--- Task instructions ---
Copy out the lines from the one with "Would it be possible for you to find every dry" to the one with "[284,73,304,87]", replacing "chain-link fence" with "wire fence" and leaving everything else the same.

--- Provided material ---
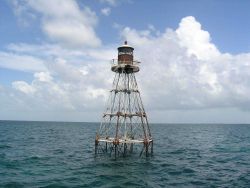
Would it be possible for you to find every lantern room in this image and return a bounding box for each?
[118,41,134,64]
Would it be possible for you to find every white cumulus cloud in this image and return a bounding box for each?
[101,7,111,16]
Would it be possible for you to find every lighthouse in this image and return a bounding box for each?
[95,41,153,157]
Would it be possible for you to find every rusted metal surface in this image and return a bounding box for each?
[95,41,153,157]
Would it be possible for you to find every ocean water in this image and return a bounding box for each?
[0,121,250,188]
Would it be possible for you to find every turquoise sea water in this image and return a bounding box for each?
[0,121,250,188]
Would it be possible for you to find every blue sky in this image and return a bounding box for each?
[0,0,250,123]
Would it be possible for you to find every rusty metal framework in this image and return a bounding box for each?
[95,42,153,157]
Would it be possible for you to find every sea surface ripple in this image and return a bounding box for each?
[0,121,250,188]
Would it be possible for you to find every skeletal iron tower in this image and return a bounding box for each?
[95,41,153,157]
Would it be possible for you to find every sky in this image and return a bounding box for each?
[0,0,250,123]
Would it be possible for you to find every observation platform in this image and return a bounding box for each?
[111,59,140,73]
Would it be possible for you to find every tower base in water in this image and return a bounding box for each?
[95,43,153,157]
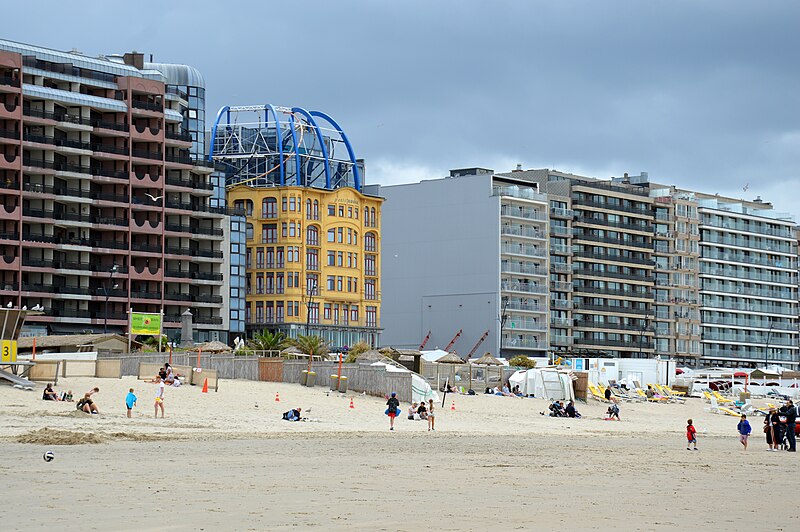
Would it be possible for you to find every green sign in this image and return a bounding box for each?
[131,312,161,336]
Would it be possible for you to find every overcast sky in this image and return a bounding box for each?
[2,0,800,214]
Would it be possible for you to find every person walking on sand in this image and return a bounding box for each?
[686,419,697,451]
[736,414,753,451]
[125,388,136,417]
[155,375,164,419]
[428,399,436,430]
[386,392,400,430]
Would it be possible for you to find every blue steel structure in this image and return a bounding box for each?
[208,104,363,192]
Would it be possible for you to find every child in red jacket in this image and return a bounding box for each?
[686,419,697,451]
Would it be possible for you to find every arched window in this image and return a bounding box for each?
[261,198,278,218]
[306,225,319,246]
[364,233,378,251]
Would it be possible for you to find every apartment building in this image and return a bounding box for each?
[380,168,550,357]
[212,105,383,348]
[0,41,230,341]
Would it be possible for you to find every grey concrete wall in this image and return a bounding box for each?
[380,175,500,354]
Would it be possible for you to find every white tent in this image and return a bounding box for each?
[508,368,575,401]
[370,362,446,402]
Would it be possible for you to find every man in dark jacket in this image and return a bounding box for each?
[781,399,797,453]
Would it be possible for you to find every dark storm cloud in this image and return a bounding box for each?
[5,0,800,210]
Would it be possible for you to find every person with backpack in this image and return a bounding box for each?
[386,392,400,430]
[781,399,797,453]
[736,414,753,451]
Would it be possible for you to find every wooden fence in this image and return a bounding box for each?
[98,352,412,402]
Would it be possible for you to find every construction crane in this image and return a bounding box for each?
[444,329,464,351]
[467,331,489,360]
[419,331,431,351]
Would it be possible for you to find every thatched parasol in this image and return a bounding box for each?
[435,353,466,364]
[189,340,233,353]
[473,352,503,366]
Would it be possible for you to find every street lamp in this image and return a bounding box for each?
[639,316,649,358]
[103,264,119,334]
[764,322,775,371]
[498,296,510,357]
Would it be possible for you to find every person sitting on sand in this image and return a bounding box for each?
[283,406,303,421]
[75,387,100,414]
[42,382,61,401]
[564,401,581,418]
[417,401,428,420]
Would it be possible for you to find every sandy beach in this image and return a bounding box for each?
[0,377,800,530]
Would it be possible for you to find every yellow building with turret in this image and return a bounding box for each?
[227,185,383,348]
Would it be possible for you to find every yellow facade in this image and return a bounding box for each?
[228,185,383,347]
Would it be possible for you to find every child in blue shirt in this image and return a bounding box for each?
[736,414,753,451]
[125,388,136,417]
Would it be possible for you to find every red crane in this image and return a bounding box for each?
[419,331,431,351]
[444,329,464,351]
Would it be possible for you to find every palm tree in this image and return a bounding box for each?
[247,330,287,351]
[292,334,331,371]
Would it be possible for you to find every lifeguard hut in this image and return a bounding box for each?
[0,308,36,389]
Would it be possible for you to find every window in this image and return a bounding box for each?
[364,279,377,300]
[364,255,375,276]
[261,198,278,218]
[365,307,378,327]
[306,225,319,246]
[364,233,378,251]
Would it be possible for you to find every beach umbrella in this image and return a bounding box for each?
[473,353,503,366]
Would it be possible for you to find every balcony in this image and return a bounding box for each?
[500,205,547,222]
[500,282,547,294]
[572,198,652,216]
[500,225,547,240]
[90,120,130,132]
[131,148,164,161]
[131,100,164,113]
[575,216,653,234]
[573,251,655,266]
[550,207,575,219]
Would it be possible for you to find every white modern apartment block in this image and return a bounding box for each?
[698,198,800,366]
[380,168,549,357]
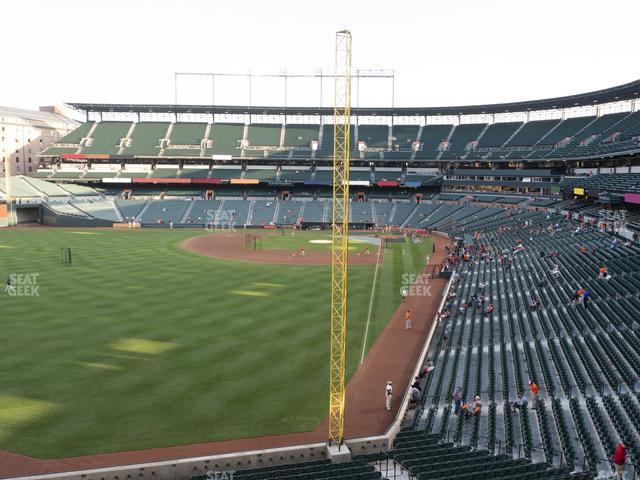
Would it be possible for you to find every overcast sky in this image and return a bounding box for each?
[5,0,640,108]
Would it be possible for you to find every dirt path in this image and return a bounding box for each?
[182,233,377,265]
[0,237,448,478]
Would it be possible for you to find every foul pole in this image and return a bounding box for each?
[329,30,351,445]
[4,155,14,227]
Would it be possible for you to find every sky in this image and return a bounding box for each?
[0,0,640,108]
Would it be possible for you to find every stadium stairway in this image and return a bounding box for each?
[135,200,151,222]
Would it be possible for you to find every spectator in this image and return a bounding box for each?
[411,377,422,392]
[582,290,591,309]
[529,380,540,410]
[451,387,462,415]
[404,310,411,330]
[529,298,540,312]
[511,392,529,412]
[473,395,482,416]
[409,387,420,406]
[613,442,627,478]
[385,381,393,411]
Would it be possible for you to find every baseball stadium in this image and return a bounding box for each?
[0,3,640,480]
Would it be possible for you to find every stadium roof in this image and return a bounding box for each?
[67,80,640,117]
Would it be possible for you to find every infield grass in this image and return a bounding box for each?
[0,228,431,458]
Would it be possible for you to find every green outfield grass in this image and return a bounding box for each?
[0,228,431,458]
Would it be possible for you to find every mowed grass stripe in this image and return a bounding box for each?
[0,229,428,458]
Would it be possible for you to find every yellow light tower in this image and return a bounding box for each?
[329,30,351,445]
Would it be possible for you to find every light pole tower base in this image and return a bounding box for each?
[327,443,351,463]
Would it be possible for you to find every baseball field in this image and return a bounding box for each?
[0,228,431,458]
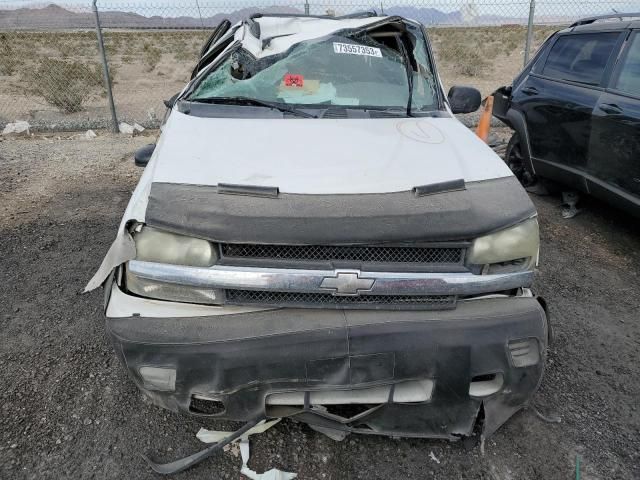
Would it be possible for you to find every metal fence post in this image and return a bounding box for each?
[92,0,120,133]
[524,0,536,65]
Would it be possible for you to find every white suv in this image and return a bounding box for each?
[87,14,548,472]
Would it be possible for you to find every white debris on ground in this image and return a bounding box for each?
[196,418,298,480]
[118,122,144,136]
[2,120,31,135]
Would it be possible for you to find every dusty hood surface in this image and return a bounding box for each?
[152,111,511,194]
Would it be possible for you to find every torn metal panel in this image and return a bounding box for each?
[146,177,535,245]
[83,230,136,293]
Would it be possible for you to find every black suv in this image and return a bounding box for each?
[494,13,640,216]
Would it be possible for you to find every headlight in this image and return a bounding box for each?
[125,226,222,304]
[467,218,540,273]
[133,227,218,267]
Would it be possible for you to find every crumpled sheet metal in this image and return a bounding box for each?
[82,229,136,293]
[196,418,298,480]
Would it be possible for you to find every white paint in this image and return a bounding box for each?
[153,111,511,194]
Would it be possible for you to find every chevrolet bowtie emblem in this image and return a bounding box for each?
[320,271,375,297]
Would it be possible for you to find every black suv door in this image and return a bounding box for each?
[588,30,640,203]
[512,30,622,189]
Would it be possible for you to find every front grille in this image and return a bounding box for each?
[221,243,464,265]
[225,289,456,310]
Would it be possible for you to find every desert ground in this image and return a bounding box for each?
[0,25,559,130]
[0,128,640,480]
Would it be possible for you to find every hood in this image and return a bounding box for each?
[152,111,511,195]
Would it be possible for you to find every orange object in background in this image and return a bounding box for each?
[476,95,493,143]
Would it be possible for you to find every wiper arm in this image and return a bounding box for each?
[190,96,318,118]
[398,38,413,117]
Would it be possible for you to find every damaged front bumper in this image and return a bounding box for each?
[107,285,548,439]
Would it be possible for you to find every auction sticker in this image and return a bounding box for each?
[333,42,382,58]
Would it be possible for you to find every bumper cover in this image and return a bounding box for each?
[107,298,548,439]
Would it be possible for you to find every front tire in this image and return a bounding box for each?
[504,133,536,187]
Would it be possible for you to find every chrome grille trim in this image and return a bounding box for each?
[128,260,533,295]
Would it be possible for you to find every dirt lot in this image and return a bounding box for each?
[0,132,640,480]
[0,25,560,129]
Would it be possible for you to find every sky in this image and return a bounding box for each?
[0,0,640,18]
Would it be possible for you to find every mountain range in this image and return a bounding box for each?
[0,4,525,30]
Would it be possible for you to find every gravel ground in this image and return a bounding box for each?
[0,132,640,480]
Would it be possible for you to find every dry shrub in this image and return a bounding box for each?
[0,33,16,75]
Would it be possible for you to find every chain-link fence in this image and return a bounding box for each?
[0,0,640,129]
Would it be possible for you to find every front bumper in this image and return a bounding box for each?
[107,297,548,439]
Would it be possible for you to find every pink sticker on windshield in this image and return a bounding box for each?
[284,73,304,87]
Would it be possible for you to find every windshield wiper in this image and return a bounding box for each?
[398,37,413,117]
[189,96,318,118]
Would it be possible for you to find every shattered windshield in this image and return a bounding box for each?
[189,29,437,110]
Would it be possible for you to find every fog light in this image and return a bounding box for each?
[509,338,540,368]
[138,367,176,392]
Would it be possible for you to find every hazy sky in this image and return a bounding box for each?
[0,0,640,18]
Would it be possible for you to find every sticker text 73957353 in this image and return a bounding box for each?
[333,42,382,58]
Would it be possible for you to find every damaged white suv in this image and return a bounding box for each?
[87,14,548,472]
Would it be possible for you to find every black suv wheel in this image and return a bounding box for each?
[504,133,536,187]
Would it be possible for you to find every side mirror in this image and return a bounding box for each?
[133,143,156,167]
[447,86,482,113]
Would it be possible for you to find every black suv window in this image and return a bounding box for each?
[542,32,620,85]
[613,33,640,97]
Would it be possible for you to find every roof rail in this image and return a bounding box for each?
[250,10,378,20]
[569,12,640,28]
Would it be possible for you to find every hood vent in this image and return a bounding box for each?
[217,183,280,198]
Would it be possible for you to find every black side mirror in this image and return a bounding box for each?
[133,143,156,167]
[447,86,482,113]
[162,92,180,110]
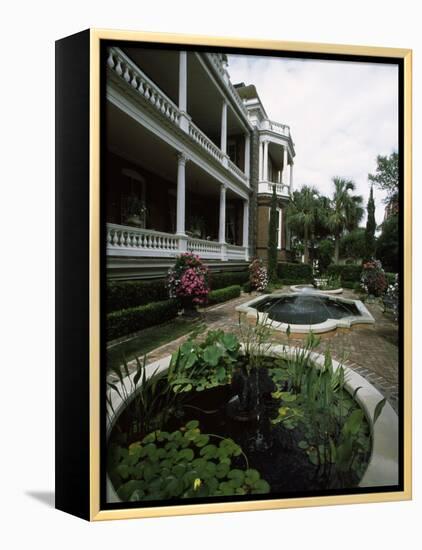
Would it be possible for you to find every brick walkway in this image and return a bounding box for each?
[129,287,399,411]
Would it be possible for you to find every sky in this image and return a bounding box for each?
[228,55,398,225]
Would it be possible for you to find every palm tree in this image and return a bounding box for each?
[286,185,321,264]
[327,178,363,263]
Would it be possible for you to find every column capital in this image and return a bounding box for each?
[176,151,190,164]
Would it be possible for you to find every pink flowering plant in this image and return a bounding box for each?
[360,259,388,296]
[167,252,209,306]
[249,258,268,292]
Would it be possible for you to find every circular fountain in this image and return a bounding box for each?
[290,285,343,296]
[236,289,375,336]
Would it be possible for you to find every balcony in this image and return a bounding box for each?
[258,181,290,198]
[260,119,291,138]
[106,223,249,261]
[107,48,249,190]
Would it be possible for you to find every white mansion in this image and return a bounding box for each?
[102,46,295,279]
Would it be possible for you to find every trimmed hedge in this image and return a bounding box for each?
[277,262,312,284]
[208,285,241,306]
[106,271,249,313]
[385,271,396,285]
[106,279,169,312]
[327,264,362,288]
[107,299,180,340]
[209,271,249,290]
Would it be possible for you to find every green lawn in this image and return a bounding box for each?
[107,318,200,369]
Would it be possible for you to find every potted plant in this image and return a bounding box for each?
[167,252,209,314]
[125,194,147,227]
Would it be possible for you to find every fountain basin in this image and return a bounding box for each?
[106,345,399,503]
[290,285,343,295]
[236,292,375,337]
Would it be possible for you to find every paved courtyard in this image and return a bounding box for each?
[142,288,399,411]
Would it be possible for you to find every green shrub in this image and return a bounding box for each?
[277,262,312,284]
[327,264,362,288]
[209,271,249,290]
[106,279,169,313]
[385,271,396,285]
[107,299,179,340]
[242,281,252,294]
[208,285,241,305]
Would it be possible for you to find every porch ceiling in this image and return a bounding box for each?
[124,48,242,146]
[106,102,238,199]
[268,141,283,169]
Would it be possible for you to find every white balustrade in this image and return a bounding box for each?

--- Solution ---
Would it be possible for you to find every dry shrub in this image and return a bounding box for each?
[0,33,16,75]
Would it be possible for you to find every wire fence in this image and return a bounding box for each?
[0,0,640,129]
Would it be possible for you to find every front bumper in this image and return a bounding box for each?
[107,297,548,439]
Would it be possible for you to find every pink sticker on windshield in this image and return a bounding box for each?
[284,73,304,87]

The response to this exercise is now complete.